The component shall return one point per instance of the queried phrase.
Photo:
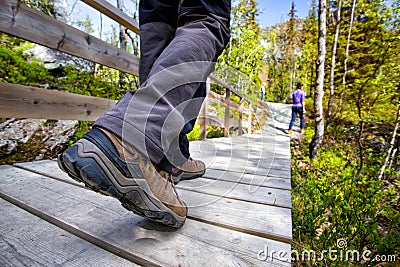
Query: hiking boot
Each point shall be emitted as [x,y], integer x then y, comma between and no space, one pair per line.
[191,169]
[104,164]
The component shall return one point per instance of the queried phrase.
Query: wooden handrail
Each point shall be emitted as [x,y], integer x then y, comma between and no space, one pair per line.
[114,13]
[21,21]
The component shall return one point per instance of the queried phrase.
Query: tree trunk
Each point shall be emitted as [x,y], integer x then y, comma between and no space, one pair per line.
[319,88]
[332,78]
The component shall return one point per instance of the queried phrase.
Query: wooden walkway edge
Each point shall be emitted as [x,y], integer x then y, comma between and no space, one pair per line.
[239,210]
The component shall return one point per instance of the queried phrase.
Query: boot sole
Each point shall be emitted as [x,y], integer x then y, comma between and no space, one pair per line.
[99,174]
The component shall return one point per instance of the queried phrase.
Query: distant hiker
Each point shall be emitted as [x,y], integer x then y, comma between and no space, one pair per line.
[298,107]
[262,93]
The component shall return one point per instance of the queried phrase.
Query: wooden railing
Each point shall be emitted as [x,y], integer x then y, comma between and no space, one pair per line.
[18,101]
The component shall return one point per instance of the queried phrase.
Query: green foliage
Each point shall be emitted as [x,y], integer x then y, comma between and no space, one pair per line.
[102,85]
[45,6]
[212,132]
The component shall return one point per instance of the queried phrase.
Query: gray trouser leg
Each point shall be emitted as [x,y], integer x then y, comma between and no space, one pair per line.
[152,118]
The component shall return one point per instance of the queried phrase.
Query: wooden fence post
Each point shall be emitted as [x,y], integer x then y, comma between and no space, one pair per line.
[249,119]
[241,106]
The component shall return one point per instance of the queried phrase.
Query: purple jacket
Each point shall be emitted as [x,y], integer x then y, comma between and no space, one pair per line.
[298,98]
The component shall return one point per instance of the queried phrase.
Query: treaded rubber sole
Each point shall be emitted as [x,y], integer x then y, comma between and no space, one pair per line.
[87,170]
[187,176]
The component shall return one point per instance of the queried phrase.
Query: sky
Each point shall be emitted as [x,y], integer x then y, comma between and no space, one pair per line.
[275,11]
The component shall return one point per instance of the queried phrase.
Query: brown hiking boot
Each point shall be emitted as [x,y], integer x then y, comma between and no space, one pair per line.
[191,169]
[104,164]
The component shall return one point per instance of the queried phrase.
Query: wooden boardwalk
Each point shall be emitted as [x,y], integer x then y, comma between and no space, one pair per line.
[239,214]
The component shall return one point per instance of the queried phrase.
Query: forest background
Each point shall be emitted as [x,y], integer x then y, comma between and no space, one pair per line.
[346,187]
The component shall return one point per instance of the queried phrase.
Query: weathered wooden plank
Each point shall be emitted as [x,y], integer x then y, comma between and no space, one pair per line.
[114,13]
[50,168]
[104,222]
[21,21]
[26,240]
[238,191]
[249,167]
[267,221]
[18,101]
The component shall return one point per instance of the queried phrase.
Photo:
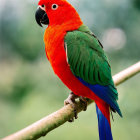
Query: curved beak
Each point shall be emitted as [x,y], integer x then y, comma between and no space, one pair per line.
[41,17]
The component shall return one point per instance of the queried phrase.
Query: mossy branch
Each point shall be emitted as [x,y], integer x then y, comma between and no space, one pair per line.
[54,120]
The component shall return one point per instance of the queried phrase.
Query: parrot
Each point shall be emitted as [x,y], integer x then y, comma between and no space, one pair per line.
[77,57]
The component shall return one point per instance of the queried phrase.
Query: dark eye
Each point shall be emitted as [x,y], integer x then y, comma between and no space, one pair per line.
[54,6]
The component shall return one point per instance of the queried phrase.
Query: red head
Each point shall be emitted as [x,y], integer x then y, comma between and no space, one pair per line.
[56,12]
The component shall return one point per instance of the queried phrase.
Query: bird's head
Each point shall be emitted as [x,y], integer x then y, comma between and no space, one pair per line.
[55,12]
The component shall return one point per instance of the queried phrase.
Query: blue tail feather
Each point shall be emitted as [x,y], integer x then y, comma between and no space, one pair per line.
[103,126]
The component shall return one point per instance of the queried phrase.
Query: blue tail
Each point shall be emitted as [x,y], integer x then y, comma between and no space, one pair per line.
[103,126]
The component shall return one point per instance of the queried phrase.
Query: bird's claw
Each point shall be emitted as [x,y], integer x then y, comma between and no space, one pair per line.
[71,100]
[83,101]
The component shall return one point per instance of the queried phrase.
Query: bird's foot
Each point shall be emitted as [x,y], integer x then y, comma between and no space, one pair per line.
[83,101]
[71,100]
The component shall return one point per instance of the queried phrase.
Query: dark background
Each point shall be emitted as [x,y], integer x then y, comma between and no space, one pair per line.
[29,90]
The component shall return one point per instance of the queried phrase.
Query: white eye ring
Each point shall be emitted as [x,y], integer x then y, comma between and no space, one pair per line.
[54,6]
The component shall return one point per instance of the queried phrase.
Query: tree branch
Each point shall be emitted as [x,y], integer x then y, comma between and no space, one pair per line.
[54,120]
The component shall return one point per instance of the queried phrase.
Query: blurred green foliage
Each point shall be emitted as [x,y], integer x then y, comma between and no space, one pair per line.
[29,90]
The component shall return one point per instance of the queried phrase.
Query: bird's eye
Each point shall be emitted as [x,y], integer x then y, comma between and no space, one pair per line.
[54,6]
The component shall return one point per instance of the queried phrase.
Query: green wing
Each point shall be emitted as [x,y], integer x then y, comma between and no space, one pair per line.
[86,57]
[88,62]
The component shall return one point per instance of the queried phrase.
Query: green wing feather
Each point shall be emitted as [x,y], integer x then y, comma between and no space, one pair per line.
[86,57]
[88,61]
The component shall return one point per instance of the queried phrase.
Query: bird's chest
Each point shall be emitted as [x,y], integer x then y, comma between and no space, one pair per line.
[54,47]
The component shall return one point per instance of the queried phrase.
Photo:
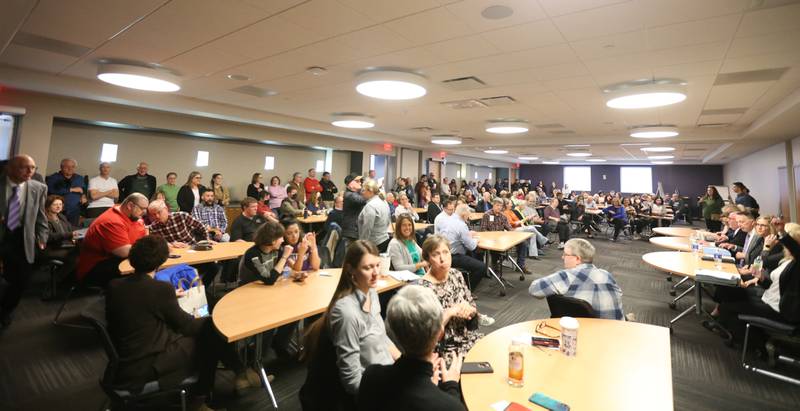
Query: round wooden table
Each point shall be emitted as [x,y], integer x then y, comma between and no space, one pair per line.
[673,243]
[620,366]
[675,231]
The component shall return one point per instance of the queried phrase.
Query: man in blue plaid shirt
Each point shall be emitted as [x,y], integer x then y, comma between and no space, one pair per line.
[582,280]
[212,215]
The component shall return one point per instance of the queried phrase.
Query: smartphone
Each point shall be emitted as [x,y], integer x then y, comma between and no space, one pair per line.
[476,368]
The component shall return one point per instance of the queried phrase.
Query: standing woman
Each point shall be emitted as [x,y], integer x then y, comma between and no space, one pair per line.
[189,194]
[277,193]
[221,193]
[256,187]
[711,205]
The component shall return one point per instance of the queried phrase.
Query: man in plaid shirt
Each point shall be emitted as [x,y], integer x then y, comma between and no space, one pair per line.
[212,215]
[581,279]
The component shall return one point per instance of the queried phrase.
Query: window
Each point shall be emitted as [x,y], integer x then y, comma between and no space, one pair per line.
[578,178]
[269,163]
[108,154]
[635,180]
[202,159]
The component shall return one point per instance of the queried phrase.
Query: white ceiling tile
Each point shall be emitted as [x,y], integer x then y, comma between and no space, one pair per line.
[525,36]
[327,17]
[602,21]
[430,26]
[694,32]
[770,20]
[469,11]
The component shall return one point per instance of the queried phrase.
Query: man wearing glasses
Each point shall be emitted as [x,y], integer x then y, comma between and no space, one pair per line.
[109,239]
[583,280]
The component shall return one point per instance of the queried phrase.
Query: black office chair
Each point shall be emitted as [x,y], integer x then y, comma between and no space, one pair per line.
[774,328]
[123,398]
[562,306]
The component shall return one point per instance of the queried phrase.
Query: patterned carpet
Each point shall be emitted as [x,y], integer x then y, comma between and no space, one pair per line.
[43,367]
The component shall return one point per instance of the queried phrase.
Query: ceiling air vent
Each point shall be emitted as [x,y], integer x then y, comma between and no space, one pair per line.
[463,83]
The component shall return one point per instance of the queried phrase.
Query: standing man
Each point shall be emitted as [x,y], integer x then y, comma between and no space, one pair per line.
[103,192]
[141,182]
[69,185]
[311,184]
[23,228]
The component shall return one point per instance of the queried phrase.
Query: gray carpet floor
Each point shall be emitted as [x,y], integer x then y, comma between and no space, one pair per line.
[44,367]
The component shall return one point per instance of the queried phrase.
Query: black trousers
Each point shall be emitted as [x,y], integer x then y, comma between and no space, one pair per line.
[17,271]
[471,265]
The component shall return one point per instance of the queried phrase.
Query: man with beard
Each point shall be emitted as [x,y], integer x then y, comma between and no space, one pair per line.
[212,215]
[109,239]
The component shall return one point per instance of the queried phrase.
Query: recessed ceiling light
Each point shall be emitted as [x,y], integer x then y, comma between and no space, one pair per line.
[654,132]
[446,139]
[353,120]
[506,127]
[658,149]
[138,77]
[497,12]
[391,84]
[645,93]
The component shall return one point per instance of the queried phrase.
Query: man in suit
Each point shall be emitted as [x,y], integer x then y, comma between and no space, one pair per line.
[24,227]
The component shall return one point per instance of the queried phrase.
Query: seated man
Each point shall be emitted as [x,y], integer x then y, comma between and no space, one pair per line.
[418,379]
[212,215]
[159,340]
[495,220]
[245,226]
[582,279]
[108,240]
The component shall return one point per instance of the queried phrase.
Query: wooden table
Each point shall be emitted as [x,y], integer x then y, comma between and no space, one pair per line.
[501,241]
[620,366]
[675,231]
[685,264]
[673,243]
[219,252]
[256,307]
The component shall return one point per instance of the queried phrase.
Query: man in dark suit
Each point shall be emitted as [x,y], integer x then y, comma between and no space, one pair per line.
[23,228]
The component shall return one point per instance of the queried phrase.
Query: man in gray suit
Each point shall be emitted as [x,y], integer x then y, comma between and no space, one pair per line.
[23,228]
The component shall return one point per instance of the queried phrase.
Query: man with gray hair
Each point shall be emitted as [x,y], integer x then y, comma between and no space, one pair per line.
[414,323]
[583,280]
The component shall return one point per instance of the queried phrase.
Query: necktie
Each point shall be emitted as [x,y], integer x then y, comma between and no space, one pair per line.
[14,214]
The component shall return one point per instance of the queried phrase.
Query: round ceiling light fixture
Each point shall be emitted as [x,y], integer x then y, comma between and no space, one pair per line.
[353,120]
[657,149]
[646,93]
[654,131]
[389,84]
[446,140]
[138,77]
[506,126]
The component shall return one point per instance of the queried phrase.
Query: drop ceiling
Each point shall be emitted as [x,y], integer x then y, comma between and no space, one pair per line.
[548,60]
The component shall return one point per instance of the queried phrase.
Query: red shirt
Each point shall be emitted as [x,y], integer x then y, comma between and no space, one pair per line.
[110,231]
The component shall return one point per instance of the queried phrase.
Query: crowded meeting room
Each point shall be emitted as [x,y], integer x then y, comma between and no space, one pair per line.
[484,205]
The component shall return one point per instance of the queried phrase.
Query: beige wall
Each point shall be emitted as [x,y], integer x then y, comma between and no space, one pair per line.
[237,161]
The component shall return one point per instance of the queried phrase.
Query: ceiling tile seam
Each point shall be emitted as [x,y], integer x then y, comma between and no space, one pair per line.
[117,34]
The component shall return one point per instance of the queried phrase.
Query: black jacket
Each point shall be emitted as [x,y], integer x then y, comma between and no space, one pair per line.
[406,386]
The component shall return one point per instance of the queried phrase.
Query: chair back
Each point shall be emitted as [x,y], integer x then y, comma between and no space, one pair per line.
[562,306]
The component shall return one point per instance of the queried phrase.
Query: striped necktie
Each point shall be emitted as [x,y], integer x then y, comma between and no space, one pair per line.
+-------+
**What you are asked to do:**
Show each line from the rows above that contains the word "tile", copied in full.

**Final result:**
Query: white ceiling tile
Query: ceiling tile seam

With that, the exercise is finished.